Transcribe all the entries word for word, but omit the images.

-----

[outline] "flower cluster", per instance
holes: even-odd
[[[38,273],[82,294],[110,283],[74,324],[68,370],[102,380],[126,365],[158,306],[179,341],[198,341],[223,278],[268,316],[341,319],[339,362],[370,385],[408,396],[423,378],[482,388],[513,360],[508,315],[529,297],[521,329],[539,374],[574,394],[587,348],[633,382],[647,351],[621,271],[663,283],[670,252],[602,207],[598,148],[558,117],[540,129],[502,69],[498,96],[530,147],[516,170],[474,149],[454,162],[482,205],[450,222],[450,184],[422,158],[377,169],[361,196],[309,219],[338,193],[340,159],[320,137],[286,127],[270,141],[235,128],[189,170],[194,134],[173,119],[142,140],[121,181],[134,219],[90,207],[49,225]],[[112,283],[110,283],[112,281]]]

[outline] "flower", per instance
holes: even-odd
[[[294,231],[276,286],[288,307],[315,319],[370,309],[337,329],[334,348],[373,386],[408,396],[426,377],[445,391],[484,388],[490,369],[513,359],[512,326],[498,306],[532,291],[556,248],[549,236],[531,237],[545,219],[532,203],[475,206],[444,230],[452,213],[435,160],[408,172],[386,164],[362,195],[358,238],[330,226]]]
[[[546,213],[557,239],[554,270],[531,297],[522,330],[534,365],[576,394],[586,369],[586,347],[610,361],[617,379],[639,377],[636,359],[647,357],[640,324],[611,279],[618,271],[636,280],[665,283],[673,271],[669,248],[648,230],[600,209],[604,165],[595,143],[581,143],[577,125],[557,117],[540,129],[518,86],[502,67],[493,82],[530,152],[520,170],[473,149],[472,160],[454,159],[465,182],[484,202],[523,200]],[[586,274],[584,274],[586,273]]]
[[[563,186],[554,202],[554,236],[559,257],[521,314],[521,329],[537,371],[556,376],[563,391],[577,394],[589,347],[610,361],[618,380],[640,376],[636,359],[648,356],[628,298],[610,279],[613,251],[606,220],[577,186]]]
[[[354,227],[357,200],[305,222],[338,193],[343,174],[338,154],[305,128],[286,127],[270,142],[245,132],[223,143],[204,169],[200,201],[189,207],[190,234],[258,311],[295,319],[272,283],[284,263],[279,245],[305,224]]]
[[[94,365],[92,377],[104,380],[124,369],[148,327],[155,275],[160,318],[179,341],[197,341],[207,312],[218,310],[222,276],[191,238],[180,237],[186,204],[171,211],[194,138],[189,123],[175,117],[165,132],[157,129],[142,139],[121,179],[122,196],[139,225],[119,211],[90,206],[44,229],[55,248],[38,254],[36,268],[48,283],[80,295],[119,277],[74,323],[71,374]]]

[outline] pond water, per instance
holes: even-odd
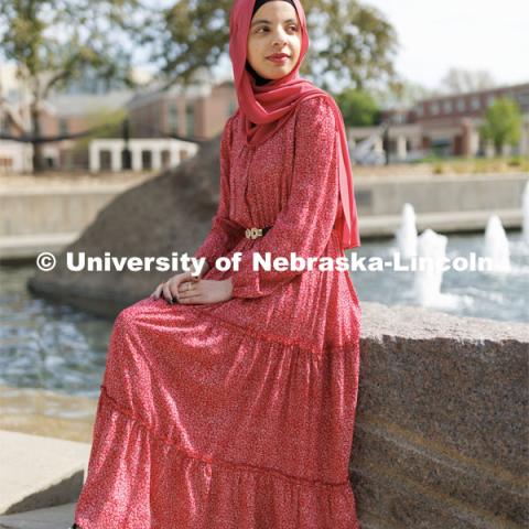
[[[512,269],[508,273],[444,273],[439,310],[452,314],[528,322],[529,245],[508,233]],[[483,235],[450,236],[447,257],[479,252]],[[358,256],[388,257],[392,241],[366,241]],[[26,280],[34,264],[0,267],[0,386],[40,388],[96,399],[105,369],[112,321],[67,305],[33,298]],[[417,304],[413,272],[354,271],[360,301]],[[446,301],[447,300],[447,301]]]

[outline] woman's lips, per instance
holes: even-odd
[[[287,62],[287,60],[289,58],[288,56],[283,55],[282,57],[267,57],[269,61],[271,61],[272,63],[276,63],[276,64],[283,64]]]

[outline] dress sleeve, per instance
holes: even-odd
[[[233,117],[226,122],[220,137],[220,183],[217,213],[213,217],[212,228],[194,257],[205,257],[209,268],[215,267],[218,257],[229,252],[237,244],[236,231],[229,220],[229,153],[231,145]]]
[[[273,227],[256,239],[231,276],[234,298],[260,298],[305,270],[252,268],[252,253],[271,261],[294,252],[320,257],[331,237],[338,207],[337,131],[331,105],[323,98],[302,101],[296,110],[294,162],[289,199]],[[309,272],[310,273],[310,272]]]

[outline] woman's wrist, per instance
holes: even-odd
[[[206,259],[204,259],[204,264],[198,271],[198,277],[202,279],[209,271],[209,269],[210,269],[209,263],[207,262]]]

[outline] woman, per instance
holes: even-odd
[[[299,77],[299,0],[236,0],[229,25],[239,109],[195,253],[207,264],[116,319],[82,529],[359,527],[348,461],[360,307],[348,272],[252,267],[257,252],[336,258],[359,246],[342,116]],[[237,252],[238,270],[215,268]]]

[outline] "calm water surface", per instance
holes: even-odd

-----

■ **WRITTEN REPLY**
[outline] "flower cluster", per instance
holes: even-odd
[[[38,273],[82,294],[110,283],[74,324],[68,370],[102,380],[126,365],[158,306],[179,341],[198,341],[223,278],[268,316],[341,319],[339,362],[370,385],[408,396],[423,378],[482,388],[513,360],[508,315],[529,297],[521,329],[539,374],[574,394],[587,348],[633,382],[647,351],[621,271],[663,283],[670,252],[602,207],[598,148],[558,117],[540,129],[502,69],[498,96],[530,147],[516,170],[474,149],[454,162],[482,205],[450,222],[450,184],[422,158],[377,169],[361,196],[309,219],[338,193],[340,159],[320,137],[286,127],[270,141],[235,128],[189,170],[194,134],[173,119],[142,140],[121,181],[134,219],[90,207],[49,225]],[[112,283],[110,283],[112,281]]]

[outline] "flower", per instance
holes: even-odd
[[[294,231],[276,286],[288,307],[315,319],[370,309],[337,329],[334,348],[373,386],[408,396],[426,377],[445,391],[484,388],[490,369],[513,359],[512,326],[498,306],[532,291],[556,248],[549,236],[531,237],[545,219],[532,203],[475,206],[444,230],[452,213],[435,160],[408,172],[386,164],[362,195],[358,238],[330,226]]]
[[[546,213],[557,239],[554,270],[531,297],[522,330],[534,365],[576,394],[586,369],[586,347],[610,361],[617,379],[639,377],[636,359],[647,357],[640,324],[611,279],[618,271],[636,280],[665,283],[673,271],[669,248],[648,230],[600,209],[604,165],[595,143],[581,143],[577,125],[557,117],[540,129],[518,86],[502,67],[493,82],[530,152],[520,170],[473,149],[472,160],[454,159],[465,182],[484,202],[523,200]],[[586,274],[584,274],[586,273]]]
[[[563,186],[554,202],[554,236],[559,257],[521,314],[521,329],[537,371],[556,376],[563,391],[577,394],[589,347],[610,361],[618,380],[640,376],[636,359],[648,356],[628,298],[610,279],[613,251],[606,220],[577,186]]]
[[[354,227],[357,200],[305,222],[338,193],[343,174],[338,154],[305,128],[286,127],[270,142],[245,132],[223,143],[204,169],[200,201],[189,207],[190,234],[258,311],[295,319],[272,283],[284,263],[279,245],[305,224]]]
[[[94,365],[92,377],[104,380],[124,369],[148,327],[155,275],[160,318],[179,341],[197,341],[207,312],[218,310],[222,276],[191,238],[180,237],[186,204],[171,211],[194,138],[189,123],[175,117],[165,132],[157,129],[142,139],[121,179],[122,196],[139,225],[119,211],[90,206],[44,229],[55,248],[38,254],[36,268],[48,283],[80,295],[119,277],[74,323],[71,374]]]

[outline] pond water, per instance
holes: even-odd
[[[512,269],[508,273],[444,273],[439,310],[452,314],[528,322],[529,245],[508,233]],[[483,235],[450,236],[447,257],[479,252]],[[358,256],[388,257],[392,241],[366,241]],[[26,280],[34,264],[0,267],[0,386],[40,388],[96,399],[105,369],[112,321],[67,305],[33,298]],[[417,304],[413,272],[354,271],[360,301]],[[446,301],[447,300],[447,301]]]

[outline] woman's lips, per instance
holes: even-odd
[[[287,62],[287,60],[289,58],[288,56],[283,55],[282,57],[267,57],[269,61],[271,61],[272,63],[276,63],[276,64],[283,64]]]

[outline] dress sleeve, per instance
holes: even-odd
[[[233,117],[226,122],[220,137],[220,183],[217,213],[213,217],[212,228],[194,257],[205,257],[209,268],[215,267],[218,257],[229,252],[237,244],[236,231],[229,220],[229,153],[231,145]]]
[[[273,227],[256,239],[231,276],[234,298],[260,298],[305,270],[252,268],[252,253],[271,261],[294,252],[320,257],[331,237],[338,207],[337,131],[331,105],[323,98],[302,101],[296,110],[294,162],[289,199]],[[309,272],[310,273],[310,272]]]

[outline] woman's wrist, per instance
holes: even-odd
[[[206,259],[204,259],[204,264],[198,271],[198,277],[202,279],[209,271],[209,269],[210,269],[209,263],[207,262]]]

[outline] woman, per instance
holes: even-odd
[[[299,77],[299,0],[236,0],[229,25],[239,109],[195,253],[207,264],[116,319],[82,529],[359,527],[348,461],[360,307],[348,272],[252,267],[257,252],[336,258],[359,246],[342,116]],[[237,252],[238,270],[215,268]]]

[outline] "calm water surface", per instance
holes: even-odd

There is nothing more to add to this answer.